- Exercise prompt -
Could you continue the passage about Ayers joining the Spence, picking up after its final sentence?

- Study text -
= = = = = = =

Ayers had shipped out from Great Lakes Naval Station to his new berth as a “deck ape” on the Spence only eleven days earlier. Growing up on the fringes of Lake Michigan, Ayers was an avid swimmer and water skier who had never been afraid of the water. When he was fourteen years old, a family friend in Michigan City had invited him to crew on an old, gaff-rigged sixty-foot schooner, and the jangly, gawky teenager had taken to sailing like a seal to the sea. It was natural that when it came time to choose a service, he had enlisted in the navy.
On the first day Ayers reported to the Spence on Ulithi, the ship’s bosun’s mate had ordered him and another young crewman to wash down the skipper’s gig, the captain’s small launch, which was still swung outboard over the rail. A few moments later the bosun’s mate found another task for Ayers and hollered for him to come back in. As he made his way from the gig to the destroyer’s deck, instinct took over, and instead of edging across the launch and leaping down onto the deck, he grabbed a secure line and slid over. For an instant his momentum carried him out of sight of the bosun’s mate, who thought he’d fallen into the lagoon. When Ayers popped back up into view, the shocked and angry bosun’s mate cursed him long and loud.

= = = = = = =

- The data -
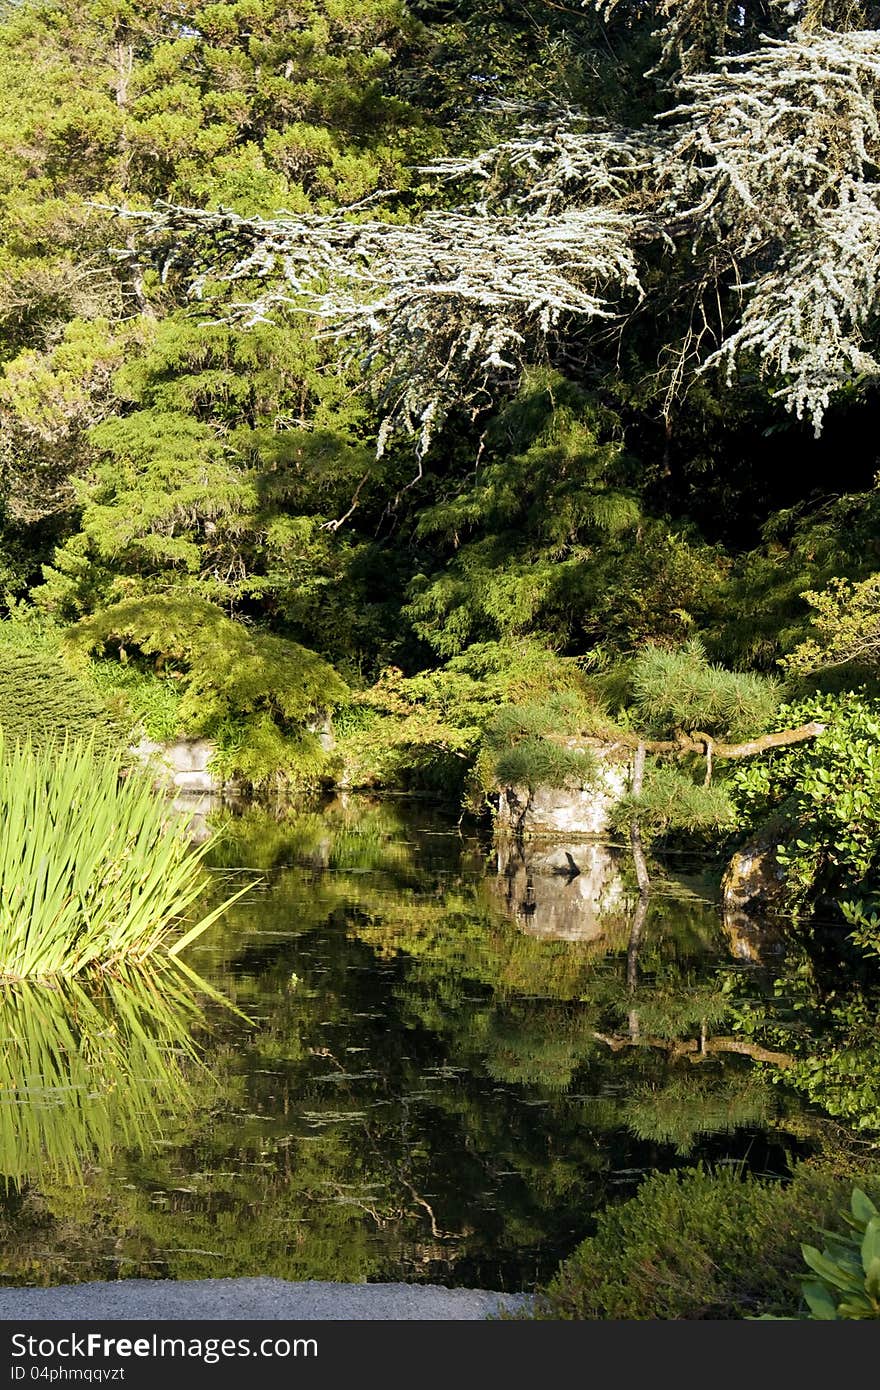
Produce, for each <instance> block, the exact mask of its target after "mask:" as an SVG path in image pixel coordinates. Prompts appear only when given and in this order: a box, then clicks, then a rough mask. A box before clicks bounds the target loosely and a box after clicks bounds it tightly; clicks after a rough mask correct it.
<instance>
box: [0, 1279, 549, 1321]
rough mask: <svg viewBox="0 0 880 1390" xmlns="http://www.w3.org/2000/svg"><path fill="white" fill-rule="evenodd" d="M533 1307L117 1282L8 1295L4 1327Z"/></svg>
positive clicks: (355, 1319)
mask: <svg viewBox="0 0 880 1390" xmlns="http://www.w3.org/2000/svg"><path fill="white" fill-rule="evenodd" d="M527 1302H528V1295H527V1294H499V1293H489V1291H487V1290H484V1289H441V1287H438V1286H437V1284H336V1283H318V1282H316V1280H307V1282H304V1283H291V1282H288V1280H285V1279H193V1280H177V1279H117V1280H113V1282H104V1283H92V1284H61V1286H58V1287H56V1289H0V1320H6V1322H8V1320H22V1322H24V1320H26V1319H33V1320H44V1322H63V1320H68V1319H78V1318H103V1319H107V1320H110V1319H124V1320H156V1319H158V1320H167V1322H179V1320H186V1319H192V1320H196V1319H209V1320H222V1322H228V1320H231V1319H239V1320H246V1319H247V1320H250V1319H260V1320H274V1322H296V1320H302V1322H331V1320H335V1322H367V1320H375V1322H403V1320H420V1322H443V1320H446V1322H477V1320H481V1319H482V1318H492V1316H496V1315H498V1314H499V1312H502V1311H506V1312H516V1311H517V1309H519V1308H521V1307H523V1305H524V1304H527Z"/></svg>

= = = = = = =

- Result of this exercise -
Young Ayers’s fearlessness, however, was to inadvertently help save his life. For, following this inauspicious debut, he had spent the next four days on punishment duty fashioning the Spence’s ratlines—thin, meshlike ropes running horizontally from the ship’s shroud, the iron rod extending from the mast to the futtock plate, used to brace the base of the topmast. These ratlines were to prevent men from falling overboard. Ayers had but recently written to his parents about how proud he was to be a part of “Bull” Halsey’s Big Blue Fleet, sailing with the Tin Can Navy to boot. Respect and affection for the “fighting admiral” were such that whenever a Third Fleet sailor ran into another seaman, the response to the immemorial navy greeting—“What ship you on now, sailor?”—was a proud, “I’m with Halsey.” Yet less than a week into his service, Ayers now found himself muttering to any crewmate who would listen, “I’m so sick and tired of making them damn ratlines. Damn, dirty, creosote-coated hemp.”
Yet, on the morning of December 17, as the gathering storm tossed the Spence like driftwood, Ayers decided that those damn ratlines might just come in handy after all. At a few moments past noon, Halsey himself signaled the Spence’s captain, Lt. Comdr. James Andrea, to steam along the starboard beam of his flagship and begin taking fuel from the New Jersey’s forward and aft bunkers. The Spence, down to between 10 and 15 percent of her fuel capacity, was sailing close enough to the New Jersey that the admiral could see that she was riding high and struggling mightily in the brutal wash.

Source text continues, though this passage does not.